Un nuevo y doloroso caso de asesinato de una mujer a manos de su pareja, un varón de 71 años, con el correspondiente comunicado del Ministerio de Sanidad e Igualdad, ha puesto sobre el tapete el debate sobre el nombre que debe darse a estos crímenes: violencia machista, violencia sexista, violencia de género, violencia doméstica o en el entorno familiar, violencia sobre la mujer, etc. Se comprueba una vez más que las palabras no son algo indiferente: las palabras importan. Y mucho.
Cuando el año 2004 se discutía lo que luego sería la Ley orgánica 1/2004, de 28 de diciembre, de Medidas de protección integral contra la violencia de género (BOE 29.12.2004), la Real Academia Española, tan poco dada a terciar en polémicas, se pronunció, por razones estrictamente idiomáticas, en contra de la expresión violencia de género, proponiendo sustituirla por violencia doméstica o por razón de sexo. En efecto, el novedoso empleo de la palabra género, calcado del inglés, contravenía los usos lingüísticos del español. La Academia apelaba a la corrección idiomática, al uso común que hace la gente de la lengua: la palabra género, como todo el mundo sabe, hace referencia al género gramatical, o sea, al masculino y femenino. Pero he aquí que tropezaba con otro tipo de «corrección», al parecer más poderoso: la corrección política, la nueva ortodoxia que dicta lo que es políticamente correcto. Y los anatemas de los guardianes de la nueva ortodoxia no se han hecho esperar, empezando por la anterior ministra del ramo, Leyre Pajín, que ha instado a Ana Mato a que deje de decir «violencia en el entorno familiar» y emplee «violencia de género», como manda la ley.

## TAREA DEL EJERCICIO A
Según el texto sobre la violencia de género, ¿qué expresiones propuso la Real Academia Española para sustituir a «violencia de género»?

## MATERIAL PROPORCIONADO
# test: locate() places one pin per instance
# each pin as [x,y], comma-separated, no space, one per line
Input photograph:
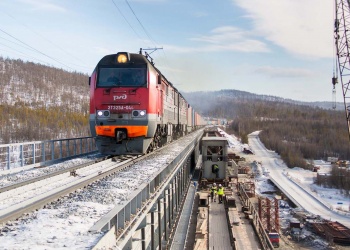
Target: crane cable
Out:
[335,65]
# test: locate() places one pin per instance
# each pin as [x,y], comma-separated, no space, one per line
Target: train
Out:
[134,109]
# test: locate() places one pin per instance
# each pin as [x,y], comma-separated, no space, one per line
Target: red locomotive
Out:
[134,108]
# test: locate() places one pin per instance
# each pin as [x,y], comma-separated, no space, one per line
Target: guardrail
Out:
[43,152]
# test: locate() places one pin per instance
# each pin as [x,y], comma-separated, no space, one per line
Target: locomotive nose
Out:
[120,134]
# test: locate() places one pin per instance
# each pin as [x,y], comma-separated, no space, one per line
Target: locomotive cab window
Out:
[122,77]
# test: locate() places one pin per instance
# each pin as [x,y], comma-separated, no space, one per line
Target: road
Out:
[293,191]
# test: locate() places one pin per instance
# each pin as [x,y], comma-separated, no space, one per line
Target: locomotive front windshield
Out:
[122,77]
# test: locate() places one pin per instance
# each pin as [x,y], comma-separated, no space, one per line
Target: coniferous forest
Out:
[38,102]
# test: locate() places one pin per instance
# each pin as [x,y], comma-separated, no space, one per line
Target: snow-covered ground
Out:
[305,178]
[64,224]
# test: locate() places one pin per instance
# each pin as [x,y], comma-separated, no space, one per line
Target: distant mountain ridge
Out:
[196,99]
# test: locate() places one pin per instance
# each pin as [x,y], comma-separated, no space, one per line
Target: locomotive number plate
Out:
[120,107]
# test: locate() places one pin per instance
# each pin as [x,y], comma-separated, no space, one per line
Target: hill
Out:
[41,103]
[38,102]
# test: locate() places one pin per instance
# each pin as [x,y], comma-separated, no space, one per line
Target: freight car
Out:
[134,108]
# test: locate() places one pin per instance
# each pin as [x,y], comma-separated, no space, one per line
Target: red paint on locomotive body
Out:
[133,108]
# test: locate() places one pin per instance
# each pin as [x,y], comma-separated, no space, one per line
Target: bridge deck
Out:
[219,237]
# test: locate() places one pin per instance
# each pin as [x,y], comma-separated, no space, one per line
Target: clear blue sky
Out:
[276,47]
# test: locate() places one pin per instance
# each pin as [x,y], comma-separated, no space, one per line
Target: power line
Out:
[35,49]
[149,36]
[121,13]
[49,41]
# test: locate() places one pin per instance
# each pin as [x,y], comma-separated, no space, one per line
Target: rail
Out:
[43,152]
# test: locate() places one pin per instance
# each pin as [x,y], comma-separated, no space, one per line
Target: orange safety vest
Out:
[221,191]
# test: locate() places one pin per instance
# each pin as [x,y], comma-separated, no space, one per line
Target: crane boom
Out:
[342,40]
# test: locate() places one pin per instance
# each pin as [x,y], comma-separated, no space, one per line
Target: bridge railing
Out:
[43,152]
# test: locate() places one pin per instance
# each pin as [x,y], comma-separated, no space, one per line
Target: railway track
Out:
[68,216]
[32,194]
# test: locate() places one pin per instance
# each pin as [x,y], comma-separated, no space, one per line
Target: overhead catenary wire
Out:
[38,51]
[60,48]
[126,20]
[144,29]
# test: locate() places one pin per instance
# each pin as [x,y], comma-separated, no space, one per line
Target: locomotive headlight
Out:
[103,113]
[122,58]
[138,113]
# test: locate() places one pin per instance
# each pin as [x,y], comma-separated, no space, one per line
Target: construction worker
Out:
[215,170]
[220,193]
[213,192]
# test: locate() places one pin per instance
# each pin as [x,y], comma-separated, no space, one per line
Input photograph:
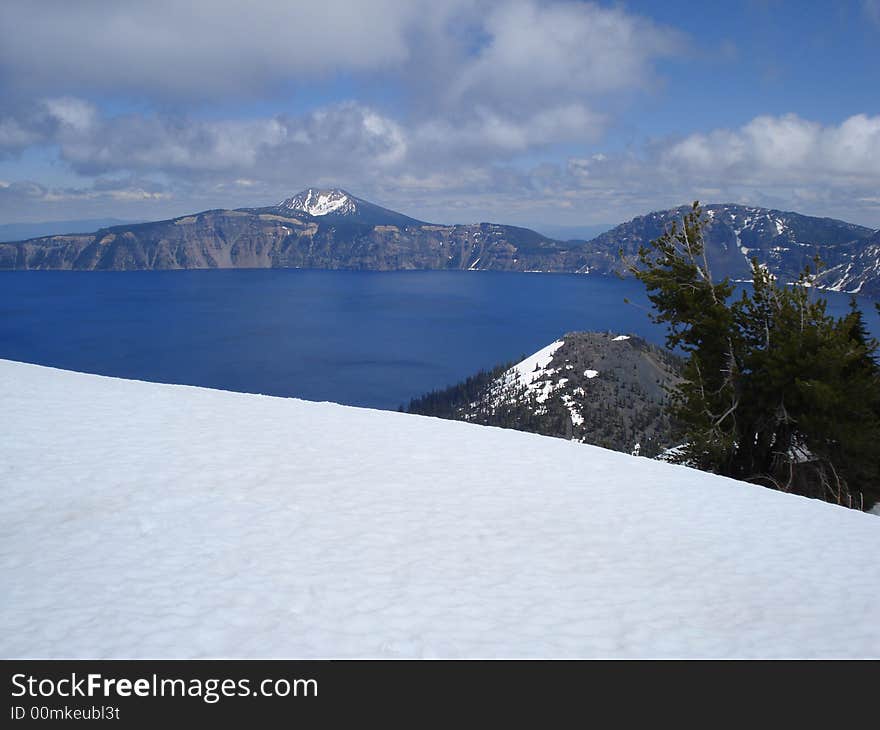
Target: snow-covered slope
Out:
[322,202]
[154,520]
[334,205]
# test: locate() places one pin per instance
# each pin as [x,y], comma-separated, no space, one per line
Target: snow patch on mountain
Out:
[318,202]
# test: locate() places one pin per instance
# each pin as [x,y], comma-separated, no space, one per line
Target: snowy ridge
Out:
[146,520]
[321,202]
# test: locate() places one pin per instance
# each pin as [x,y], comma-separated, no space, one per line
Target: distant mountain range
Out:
[332,229]
[19,231]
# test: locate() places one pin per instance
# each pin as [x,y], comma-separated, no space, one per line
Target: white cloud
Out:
[770,150]
[198,48]
[564,49]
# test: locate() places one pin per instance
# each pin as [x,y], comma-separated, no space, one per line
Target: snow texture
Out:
[146,520]
[321,202]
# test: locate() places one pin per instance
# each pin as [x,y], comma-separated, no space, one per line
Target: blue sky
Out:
[540,113]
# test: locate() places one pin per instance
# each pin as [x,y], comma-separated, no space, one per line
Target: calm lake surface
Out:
[364,338]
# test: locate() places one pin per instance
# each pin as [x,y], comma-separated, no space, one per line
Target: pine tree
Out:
[775,390]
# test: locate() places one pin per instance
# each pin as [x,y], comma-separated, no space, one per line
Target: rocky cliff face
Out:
[331,229]
[785,242]
[248,239]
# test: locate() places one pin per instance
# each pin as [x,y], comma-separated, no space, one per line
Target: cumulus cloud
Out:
[782,149]
[541,52]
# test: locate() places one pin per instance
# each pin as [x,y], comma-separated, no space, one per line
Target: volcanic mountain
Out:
[333,229]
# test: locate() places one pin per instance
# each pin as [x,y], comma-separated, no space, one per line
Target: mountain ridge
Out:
[346,232]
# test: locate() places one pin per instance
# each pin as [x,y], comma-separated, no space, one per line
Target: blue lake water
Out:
[363,338]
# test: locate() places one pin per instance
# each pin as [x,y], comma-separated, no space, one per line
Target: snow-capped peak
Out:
[319,202]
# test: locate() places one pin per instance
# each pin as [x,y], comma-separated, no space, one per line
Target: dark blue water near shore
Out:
[363,338]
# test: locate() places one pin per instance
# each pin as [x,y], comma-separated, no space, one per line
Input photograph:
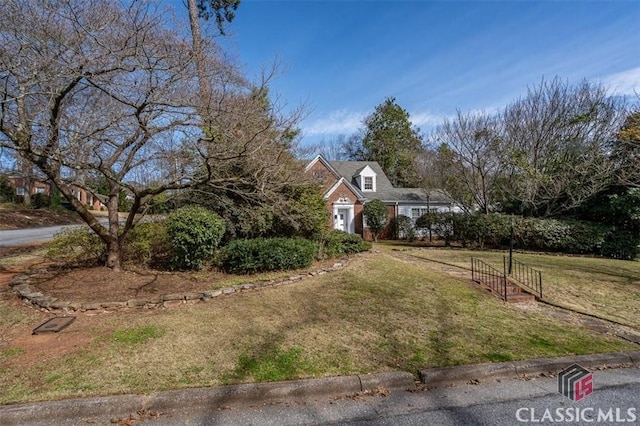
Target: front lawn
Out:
[379,313]
[607,288]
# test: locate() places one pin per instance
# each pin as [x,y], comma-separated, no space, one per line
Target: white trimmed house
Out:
[348,185]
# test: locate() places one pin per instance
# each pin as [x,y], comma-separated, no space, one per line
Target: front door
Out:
[341,220]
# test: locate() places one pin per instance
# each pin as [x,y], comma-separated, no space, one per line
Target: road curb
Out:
[446,376]
[197,399]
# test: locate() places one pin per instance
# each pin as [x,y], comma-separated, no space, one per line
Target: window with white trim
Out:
[368,183]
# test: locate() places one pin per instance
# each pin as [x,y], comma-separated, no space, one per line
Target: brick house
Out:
[35,186]
[348,185]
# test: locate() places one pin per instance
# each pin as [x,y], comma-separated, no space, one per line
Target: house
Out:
[23,184]
[34,186]
[348,185]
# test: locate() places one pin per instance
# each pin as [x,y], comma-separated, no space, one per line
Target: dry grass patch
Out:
[607,288]
[378,314]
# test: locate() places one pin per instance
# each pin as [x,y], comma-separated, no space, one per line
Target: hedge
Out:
[267,254]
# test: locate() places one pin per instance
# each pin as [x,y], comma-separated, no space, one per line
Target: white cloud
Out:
[337,122]
[625,82]
[426,119]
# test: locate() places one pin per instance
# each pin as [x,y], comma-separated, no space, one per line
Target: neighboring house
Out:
[21,183]
[348,185]
[87,198]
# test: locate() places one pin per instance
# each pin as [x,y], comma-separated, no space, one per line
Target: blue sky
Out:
[342,58]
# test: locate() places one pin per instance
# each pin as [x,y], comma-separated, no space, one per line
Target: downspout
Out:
[395,216]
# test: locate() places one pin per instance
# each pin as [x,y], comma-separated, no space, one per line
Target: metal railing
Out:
[525,276]
[489,276]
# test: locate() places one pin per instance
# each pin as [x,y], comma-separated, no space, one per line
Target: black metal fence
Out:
[525,275]
[489,276]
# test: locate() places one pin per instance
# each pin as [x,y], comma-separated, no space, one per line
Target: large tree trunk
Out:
[114,246]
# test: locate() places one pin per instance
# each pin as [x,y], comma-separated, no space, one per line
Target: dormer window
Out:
[368,183]
[366,179]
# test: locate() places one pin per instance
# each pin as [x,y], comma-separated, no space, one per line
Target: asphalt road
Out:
[615,399]
[18,237]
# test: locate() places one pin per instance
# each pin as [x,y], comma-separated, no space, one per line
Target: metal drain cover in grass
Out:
[53,325]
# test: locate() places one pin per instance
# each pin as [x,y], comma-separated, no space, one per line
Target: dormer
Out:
[366,179]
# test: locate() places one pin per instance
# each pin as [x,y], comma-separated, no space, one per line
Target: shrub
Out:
[267,254]
[147,244]
[376,214]
[76,245]
[39,201]
[621,245]
[194,234]
[338,242]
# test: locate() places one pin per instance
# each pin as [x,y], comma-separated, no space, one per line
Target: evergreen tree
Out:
[390,139]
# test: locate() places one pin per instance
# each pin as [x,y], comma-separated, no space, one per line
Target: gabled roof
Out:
[347,171]
[327,164]
[351,187]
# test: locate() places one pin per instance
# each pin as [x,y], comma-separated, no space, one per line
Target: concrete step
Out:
[520,298]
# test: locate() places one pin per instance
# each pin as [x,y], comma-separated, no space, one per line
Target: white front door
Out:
[341,219]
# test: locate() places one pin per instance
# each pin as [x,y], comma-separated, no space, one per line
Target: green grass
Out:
[380,313]
[606,288]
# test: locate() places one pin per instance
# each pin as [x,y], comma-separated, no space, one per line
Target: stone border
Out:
[21,285]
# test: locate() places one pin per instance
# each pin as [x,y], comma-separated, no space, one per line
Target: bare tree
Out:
[626,150]
[109,90]
[467,162]
[556,142]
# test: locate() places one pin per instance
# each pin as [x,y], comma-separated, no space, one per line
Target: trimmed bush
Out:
[194,234]
[338,242]
[267,254]
[40,201]
[402,226]
[147,244]
[621,245]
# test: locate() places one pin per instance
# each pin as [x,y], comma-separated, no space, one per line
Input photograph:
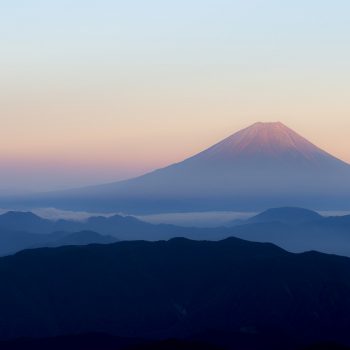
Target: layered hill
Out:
[176,289]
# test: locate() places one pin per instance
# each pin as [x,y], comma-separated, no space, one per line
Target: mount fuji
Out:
[265,165]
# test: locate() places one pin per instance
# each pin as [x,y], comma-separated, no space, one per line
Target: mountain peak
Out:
[271,139]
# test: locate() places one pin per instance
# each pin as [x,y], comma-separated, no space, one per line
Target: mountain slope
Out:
[287,215]
[263,166]
[175,288]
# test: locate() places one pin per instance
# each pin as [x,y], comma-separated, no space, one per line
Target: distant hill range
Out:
[265,165]
[294,229]
[228,292]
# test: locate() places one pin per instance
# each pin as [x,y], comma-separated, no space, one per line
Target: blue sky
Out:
[109,76]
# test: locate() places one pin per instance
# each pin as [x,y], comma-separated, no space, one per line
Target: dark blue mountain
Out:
[177,289]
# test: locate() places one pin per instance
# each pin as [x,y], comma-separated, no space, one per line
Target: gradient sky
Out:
[99,90]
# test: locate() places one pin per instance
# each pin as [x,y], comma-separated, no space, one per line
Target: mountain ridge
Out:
[265,165]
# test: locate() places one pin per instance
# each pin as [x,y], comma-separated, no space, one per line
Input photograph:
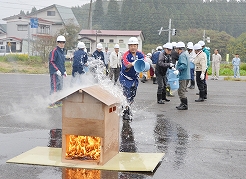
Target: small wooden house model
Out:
[90,126]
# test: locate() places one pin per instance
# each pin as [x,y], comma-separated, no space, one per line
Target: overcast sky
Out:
[13,7]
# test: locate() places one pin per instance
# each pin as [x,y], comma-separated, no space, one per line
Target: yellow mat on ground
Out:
[121,162]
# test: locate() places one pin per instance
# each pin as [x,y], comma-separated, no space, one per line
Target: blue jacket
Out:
[129,76]
[207,51]
[57,61]
[183,66]
[79,58]
[99,55]
[155,57]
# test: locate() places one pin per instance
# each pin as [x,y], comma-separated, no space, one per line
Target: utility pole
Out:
[90,17]
[169,30]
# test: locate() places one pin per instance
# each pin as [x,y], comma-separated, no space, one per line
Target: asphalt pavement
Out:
[207,141]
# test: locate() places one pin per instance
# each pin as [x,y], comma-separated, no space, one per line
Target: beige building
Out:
[109,38]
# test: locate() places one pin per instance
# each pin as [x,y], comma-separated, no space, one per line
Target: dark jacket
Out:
[99,55]
[163,64]
[175,56]
[57,61]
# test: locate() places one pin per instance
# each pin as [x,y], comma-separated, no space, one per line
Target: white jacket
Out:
[115,60]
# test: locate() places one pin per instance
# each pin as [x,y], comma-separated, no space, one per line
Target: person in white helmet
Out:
[128,75]
[192,55]
[79,61]
[201,67]
[57,68]
[183,67]
[164,62]
[115,64]
[106,54]
[154,58]
[98,53]
[145,74]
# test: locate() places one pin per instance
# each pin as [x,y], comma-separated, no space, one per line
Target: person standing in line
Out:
[98,54]
[79,61]
[154,58]
[236,65]
[216,59]
[128,75]
[115,64]
[192,56]
[57,68]
[183,69]
[206,50]
[201,67]
[106,54]
[162,65]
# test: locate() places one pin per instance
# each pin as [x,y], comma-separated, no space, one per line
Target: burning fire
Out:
[82,174]
[83,147]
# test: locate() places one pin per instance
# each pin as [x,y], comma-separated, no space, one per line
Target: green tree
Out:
[98,14]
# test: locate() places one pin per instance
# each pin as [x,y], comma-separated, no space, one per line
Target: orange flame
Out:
[82,174]
[83,147]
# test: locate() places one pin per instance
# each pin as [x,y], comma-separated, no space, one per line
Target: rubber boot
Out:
[154,80]
[164,96]
[127,114]
[205,94]
[201,97]
[143,79]
[183,105]
[159,99]
[192,84]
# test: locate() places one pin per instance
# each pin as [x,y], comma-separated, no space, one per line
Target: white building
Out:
[50,20]
[109,38]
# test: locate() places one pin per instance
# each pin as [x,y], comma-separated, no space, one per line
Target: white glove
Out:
[171,65]
[202,76]
[58,72]
[176,72]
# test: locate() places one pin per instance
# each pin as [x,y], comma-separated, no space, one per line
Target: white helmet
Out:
[149,54]
[61,38]
[180,45]
[133,40]
[174,44]
[202,43]
[190,44]
[168,46]
[190,47]
[99,46]
[159,48]
[81,45]
[116,46]
[197,46]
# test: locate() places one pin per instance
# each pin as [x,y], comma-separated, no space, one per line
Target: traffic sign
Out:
[34,22]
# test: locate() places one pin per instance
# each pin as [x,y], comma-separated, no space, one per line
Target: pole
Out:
[204,35]
[90,17]
[28,46]
[169,30]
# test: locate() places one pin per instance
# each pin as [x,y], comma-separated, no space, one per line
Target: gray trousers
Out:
[182,87]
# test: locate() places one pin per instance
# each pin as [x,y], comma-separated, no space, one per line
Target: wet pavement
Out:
[206,141]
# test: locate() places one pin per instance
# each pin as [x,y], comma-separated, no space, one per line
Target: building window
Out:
[44,29]
[22,27]
[51,13]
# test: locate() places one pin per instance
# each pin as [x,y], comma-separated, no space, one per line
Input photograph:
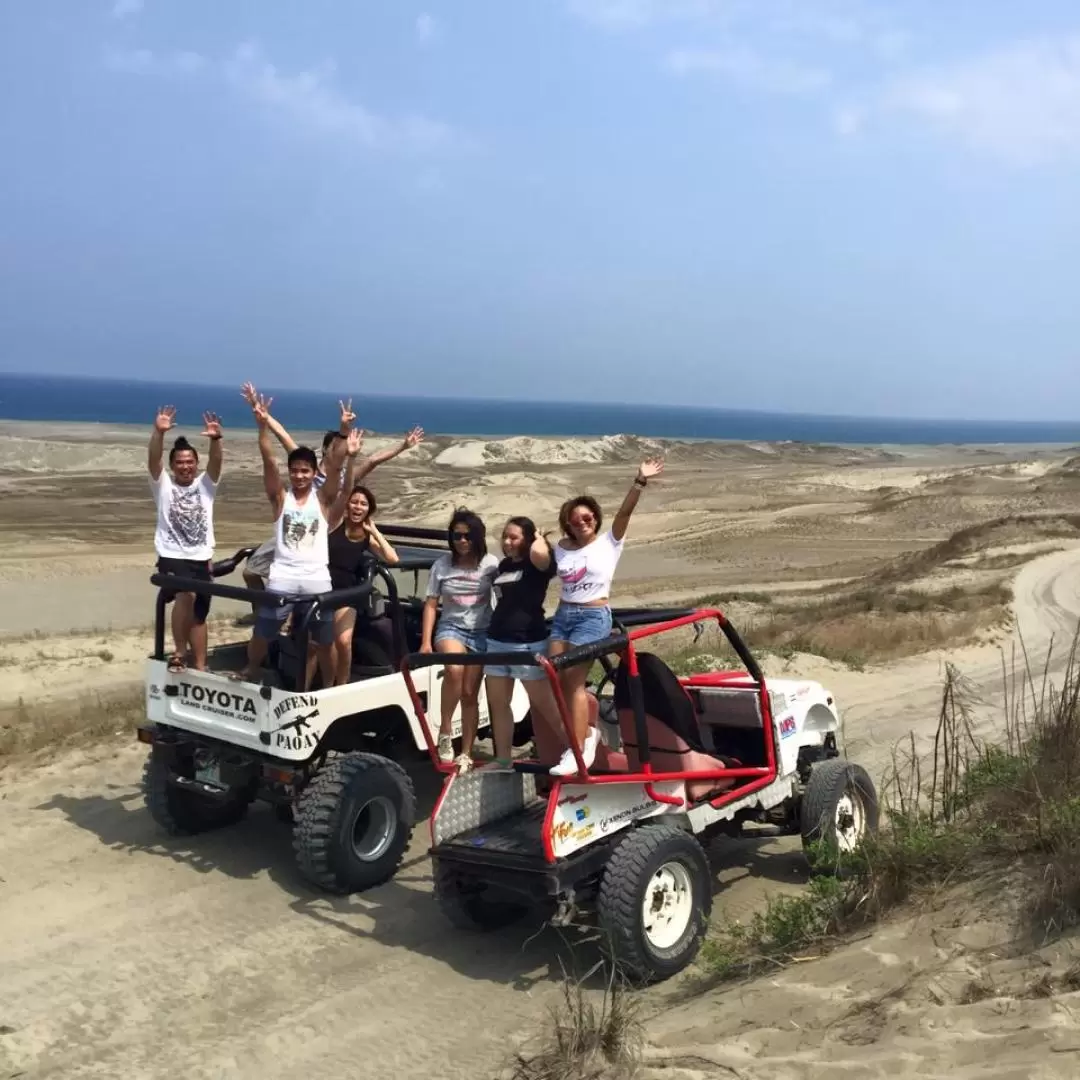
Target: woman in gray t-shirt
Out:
[461,580]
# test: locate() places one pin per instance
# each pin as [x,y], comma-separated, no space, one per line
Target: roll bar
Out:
[648,623]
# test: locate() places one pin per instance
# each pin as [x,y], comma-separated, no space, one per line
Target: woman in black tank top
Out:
[348,543]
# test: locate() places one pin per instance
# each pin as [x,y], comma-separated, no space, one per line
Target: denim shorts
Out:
[474,640]
[578,624]
[526,673]
[268,622]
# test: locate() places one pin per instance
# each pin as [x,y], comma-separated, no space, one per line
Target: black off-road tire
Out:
[628,876]
[831,782]
[184,812]
[467,904]
[355,793]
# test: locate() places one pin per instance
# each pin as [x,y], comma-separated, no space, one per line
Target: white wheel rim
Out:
[849,821]
[667,906]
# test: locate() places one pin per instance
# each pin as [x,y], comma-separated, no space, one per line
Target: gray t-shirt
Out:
[466,592]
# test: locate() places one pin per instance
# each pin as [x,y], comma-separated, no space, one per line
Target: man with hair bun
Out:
[184,537]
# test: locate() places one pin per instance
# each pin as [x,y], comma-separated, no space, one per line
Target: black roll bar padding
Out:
[591,651]
[744,655]
[396,619]
[470,659]
[176,583]
[640,725]
[415,532]
[226,566]
[645,617]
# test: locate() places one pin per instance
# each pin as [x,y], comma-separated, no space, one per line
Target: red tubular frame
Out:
[760,775]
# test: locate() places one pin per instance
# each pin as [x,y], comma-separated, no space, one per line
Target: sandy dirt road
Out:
[125,955]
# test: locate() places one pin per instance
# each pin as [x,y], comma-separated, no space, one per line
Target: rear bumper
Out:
[527,875]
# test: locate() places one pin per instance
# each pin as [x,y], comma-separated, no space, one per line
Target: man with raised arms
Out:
[258,566]
[184,537]
[302,510]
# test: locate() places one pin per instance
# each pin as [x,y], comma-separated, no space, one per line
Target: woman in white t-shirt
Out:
[585,561]
[456,613]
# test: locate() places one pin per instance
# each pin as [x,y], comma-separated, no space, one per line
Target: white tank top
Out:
[301,552]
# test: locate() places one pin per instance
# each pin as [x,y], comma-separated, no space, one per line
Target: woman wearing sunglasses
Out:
[461,580]
[585,561]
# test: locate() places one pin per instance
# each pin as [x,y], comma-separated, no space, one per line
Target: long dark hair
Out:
[477,534]
[367,494]
[528,530]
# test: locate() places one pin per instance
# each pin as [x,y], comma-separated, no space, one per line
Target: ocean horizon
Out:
[81,400]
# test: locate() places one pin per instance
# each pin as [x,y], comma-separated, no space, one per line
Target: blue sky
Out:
[782,204]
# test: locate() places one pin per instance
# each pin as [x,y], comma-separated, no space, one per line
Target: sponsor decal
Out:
[571,799]
[292,704]
[237,706]
[562,832]
[624,815]
[296,733]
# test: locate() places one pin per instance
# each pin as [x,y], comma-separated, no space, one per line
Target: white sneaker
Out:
[567,766]
[445,750]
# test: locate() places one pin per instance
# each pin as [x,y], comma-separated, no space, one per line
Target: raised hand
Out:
[212,426]
[649,469]
[261,409]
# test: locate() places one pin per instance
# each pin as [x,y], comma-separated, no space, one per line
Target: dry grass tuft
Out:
[26,728]
[975,809]
[586,1039]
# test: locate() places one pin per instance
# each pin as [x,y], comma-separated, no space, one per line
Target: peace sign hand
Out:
[261,409]
[212,426]
[649,469]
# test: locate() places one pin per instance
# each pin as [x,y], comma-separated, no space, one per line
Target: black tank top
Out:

## TAREA DEL EJERCICIO B
Indica, por favor, cuántas líneas del listado contienen la cadena "shirt", distinguiendo entre mayúsculas y minúsculas. Responde solo con el número.

## RESPUESTA DESARROLLADA A
Violencia doméstica o violencia por razón de sexo.

## RESPUESTA DESARROLLADA B
3